*Task requirements*
Across the records below, how many lines contain the string "pixel"? Give the number by itself.

(Items listed in a dataset)

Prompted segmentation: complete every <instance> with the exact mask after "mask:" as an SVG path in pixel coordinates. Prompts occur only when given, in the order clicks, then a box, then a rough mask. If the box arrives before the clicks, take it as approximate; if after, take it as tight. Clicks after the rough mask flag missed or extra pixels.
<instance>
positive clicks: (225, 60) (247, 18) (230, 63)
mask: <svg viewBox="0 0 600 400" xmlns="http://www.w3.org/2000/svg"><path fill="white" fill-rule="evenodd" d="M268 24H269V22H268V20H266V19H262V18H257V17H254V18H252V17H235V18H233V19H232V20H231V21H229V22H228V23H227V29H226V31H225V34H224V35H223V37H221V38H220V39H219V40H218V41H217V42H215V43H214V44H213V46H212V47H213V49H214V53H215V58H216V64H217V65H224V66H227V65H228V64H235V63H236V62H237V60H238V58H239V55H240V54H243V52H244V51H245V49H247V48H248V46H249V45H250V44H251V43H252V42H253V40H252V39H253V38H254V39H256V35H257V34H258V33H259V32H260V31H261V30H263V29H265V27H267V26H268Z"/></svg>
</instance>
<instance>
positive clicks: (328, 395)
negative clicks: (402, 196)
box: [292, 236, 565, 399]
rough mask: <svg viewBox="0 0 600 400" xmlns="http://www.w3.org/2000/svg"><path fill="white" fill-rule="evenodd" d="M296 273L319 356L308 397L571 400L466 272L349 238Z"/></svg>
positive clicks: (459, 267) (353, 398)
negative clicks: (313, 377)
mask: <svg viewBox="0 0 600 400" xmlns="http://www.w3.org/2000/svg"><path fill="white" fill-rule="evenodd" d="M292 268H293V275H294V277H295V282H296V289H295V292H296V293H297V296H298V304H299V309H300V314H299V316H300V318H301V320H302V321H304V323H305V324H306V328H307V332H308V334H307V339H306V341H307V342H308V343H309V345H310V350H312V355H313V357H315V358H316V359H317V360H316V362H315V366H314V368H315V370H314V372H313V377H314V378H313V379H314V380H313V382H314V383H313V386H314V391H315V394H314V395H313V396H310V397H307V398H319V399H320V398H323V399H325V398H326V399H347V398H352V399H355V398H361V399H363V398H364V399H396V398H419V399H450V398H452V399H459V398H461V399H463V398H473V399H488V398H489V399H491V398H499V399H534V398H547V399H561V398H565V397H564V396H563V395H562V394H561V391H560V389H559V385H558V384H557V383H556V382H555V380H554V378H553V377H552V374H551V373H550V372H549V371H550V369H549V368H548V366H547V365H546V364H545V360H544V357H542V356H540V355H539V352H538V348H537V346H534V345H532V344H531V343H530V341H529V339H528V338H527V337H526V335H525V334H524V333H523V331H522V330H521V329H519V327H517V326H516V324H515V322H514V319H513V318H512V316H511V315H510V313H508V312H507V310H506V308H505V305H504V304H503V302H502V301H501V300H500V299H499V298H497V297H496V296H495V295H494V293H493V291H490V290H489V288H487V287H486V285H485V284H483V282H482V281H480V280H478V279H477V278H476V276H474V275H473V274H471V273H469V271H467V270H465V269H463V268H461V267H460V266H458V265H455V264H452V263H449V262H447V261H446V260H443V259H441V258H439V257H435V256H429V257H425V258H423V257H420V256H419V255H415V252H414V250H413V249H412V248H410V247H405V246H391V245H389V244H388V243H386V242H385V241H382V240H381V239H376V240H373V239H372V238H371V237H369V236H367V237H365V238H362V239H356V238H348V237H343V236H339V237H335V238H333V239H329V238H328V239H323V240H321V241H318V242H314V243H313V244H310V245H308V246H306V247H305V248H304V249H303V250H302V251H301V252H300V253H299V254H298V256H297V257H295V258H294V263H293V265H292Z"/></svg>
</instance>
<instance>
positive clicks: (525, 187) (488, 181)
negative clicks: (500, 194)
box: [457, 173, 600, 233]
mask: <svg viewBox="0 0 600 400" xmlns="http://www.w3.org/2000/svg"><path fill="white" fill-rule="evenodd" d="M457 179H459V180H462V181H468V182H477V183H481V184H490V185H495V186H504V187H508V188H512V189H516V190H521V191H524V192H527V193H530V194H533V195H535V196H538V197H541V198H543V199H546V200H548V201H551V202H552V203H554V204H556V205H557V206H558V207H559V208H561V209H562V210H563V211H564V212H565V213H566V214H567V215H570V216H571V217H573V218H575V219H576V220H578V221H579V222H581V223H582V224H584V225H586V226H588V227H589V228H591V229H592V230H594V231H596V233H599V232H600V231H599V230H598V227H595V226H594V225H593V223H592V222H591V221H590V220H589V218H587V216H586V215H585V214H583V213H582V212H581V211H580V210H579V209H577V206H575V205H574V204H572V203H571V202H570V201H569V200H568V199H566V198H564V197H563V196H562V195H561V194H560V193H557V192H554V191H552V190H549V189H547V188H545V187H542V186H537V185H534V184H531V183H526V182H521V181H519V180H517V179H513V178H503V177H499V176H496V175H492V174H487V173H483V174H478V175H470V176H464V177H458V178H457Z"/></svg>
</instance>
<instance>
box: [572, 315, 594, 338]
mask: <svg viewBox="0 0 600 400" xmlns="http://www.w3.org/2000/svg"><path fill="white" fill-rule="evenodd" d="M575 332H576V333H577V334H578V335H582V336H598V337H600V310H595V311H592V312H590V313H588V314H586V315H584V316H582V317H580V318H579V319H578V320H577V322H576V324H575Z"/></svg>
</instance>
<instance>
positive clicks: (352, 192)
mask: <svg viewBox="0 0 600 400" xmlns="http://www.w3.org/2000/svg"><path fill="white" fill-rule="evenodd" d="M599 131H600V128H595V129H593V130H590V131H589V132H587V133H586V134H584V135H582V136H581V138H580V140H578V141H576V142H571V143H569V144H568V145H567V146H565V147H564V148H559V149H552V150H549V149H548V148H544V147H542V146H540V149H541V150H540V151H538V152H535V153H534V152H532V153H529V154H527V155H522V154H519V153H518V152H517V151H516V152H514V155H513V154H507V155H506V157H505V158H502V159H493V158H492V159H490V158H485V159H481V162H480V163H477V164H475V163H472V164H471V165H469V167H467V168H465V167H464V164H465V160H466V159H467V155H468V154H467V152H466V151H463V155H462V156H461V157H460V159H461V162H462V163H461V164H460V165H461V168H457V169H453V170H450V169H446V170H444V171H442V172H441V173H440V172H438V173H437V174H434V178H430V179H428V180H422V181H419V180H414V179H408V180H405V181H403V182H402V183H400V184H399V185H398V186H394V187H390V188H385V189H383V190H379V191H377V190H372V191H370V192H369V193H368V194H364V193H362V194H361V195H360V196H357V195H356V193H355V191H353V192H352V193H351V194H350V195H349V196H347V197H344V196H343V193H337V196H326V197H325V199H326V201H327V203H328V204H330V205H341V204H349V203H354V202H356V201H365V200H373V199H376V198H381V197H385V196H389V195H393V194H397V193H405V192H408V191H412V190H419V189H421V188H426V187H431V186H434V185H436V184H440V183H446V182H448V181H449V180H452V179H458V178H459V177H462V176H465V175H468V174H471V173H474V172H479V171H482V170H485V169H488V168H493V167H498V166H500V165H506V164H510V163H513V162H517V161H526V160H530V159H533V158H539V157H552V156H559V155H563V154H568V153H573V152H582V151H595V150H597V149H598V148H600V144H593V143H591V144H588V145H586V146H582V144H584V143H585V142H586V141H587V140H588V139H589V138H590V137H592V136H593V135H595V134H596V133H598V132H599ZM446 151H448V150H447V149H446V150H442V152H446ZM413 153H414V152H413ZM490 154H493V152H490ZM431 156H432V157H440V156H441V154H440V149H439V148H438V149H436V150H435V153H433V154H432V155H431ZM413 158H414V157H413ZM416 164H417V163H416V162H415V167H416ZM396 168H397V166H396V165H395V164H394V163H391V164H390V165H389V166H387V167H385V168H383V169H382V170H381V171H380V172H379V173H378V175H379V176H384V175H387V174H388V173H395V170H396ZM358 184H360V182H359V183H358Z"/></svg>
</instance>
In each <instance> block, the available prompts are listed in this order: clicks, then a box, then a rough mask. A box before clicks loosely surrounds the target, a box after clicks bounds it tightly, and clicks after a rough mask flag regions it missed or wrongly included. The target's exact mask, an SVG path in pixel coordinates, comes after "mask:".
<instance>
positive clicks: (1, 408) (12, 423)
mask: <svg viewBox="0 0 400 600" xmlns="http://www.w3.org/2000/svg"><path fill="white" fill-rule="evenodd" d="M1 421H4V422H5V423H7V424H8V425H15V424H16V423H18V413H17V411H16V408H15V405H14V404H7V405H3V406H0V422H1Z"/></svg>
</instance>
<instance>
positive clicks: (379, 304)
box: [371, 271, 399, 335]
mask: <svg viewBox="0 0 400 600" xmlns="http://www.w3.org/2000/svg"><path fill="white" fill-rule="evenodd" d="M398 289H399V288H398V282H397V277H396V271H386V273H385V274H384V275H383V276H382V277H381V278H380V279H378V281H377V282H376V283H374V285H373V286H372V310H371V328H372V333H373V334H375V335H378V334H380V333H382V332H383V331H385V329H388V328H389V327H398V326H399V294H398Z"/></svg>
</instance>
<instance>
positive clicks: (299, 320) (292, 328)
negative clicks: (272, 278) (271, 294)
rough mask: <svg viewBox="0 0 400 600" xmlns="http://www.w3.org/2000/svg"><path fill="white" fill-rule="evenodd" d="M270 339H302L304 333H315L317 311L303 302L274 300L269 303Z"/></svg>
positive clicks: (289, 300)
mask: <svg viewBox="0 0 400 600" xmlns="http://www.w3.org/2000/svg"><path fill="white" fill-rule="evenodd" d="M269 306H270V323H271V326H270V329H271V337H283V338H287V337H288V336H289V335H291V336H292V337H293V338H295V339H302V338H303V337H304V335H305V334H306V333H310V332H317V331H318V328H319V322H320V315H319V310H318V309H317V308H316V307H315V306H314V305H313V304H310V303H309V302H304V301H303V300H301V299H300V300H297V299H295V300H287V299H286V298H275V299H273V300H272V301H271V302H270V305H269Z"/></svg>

*Written response*
2